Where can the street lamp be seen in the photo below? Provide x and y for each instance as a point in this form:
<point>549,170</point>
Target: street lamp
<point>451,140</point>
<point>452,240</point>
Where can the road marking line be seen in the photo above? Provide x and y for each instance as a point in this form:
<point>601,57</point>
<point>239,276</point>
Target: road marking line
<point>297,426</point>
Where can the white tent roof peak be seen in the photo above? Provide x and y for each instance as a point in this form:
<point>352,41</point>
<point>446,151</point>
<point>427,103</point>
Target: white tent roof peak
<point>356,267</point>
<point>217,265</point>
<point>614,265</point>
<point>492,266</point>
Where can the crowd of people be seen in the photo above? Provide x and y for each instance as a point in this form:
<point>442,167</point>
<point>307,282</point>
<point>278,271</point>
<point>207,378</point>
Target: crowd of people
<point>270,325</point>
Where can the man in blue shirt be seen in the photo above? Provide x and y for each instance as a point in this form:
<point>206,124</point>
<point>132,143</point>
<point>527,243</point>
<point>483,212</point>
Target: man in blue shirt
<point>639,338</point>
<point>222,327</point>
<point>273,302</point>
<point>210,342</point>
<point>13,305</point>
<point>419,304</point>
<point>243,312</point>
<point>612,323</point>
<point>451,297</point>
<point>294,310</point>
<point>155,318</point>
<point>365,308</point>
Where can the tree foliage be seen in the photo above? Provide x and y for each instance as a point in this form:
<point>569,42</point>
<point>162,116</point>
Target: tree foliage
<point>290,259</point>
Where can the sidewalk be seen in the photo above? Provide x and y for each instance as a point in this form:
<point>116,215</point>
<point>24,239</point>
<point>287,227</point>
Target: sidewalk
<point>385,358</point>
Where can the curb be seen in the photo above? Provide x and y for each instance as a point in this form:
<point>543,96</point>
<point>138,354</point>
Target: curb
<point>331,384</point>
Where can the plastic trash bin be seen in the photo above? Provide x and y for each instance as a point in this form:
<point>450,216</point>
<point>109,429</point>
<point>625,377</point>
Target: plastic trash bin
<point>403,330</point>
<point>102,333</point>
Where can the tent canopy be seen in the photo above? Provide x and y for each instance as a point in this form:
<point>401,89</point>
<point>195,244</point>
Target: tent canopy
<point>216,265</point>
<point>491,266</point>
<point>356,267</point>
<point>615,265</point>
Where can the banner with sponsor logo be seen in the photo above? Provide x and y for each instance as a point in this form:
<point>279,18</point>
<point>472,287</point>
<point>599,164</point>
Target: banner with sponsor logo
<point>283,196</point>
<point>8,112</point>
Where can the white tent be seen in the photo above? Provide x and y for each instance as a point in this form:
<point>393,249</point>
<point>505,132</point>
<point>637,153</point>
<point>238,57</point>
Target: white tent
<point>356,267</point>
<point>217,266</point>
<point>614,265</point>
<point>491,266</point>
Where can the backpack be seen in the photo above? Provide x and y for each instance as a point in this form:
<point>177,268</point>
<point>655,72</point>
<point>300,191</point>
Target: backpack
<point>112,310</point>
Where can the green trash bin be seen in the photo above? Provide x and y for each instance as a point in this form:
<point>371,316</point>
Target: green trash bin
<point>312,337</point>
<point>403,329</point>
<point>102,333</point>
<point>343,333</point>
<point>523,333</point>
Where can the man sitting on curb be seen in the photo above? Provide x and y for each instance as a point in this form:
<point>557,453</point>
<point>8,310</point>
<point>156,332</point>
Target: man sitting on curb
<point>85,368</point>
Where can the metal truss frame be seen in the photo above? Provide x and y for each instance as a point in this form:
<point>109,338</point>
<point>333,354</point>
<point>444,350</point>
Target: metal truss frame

— Exercise requirements —
Substitute "Object" for each occurrence of "Target" throughout the listing above, and reproduce the entire listing with nothing else altered.

— Result of the exercise —
Where can the street lamp be seen in the photo below? Provide x and y for each instance as a point in this form:
<point>549,170</point>
Object: street lamp
<point>451,140</point>
<point>452,240</point>
Where can the road marking line be seen in the photo above? Provide x and y for each instance as a point in this form:
<point>601,57</point>
<point>239,276</point>
Object: road marking line
<point>297,426</point>
Where can the white tent roof peak be seen in the photo above? Provide x and y for each instance as a point in this form:
<point>352,41</point>
<point>446,151</point>
<point>427,103</point>
Object: white tent roof peak
<point>356,267</point>
<point>217,265</point>
<point>614,265</point>
<point>492,266</point>
Where can the crowd of people be seen in the photo above? Provide x and y for each instance as a point in this form:
<point>442,167</point>
<point>307,282</point>
<point>278,271</point>
<point>207,378</point>
Object: crowd of people
<point>270,325</point>
Where can the man in blue shirt be seen in the photo above? Provide x and y for each instance as a point in this form:
<point>206,124</point>
<point>132,143</point>
<point>527,243</point>
<point>483,212</point>
Object: man in blue shirt
<point>639,338</point>
<point>222,327</point>
<point>273,302</point>
<point>210,342</point>
<point>13,305</point>
<point>419,304</point>
<point>243,312</point>
<point>612,323</point>
<point>451,297</point>
<point>294,310</point>
<point>155,318</point>
<point>365,308</point>
Where can the tree foliage be seen in the photo above? Provide x and y for each instance as a point in this form:
<point>569,42</point>
<point>162,116</point>
Object: tree foliage
<point>290,259</point>
Where can the sidewalk be seen in the photo above? Provide x and y for each instance as a point in this form:
<point>116,215</point>
<point>24,239</point>
<point>287,227</point>
Object: sidewalk
<point>385,358</point>
Where can the curb be seen in the photo above? Provide x and y for each instance as a point in this form:
<point>543,96</point>
<point>138,354</point>
Object: curb
<point>331,384</point>
Where can the plastic trash bin be seen in the photo above? Provide x and y for each instance as a point in this form:
<point>450,216</point>
<point>109,429</point>
<point>625,377</point>
Object: plastic trash bin
<point>403,330</point>
<point>102,333</point>
Where can the tent canopy be seen in the photo above? Provide x and y for each instance as a point in this form:
<point>401,89</point>
<point>195,244</point>
Object: tent canopy
<point>216,265</point>
<point>491,266</point>
<point>356,267</point>
<point>615,265</point>
Where can the banner with sponsor logo be seen in the photo above? Provide x and y for each instance as a point in this form:
<point>279,18</point>
<point>472,287</point>
<point>599,164</point>
Object: banner with sponsor logo
<point>283,196</point>
<point>8,112</point>
Where can the white tent be seen in the photo above? Provide x and y for each instance as a point in this form:
<point>393,249</point>
<point>505,132</point>
<point>637,153</point>
<point>238,57</point>
Object: white tent
<point>356,267</point>
<point>217,266</point>
<point>614,265</point>
<point>491,266</point>
Where can the backpack be seen in the photo above? Provide x and y for each instance as a point in this form:
<point>177,268</point>
<point>655,72</point>
<point>300,191</point>
Object: backpack
<point>112,310</point>
Where can the green trash bin be seen in the photo above? Provide x and y for each instance as a point in this form:
<point>371,316</point>
Object: green trash bin
<point>312,337</point>
<point>403,329</point>
<point>102,333</point>
<point>343,333</point>
<point>523,333</point>
Where can the man sitting on curb be seen in the photo above? Provide x and y for each instance as a point in this form:
<point>557,453</point>
<point>8,310</point>
<point>156,332</point>
Object: man sitting on curb
<point>85,368</point>
Where can the metal truss frame be seen in the photo above? Provide x and y for each instance as a point in this form:
<point>109,338</point>
<point>333,354</point>
<point>444,350</point>
Object: metal truss frame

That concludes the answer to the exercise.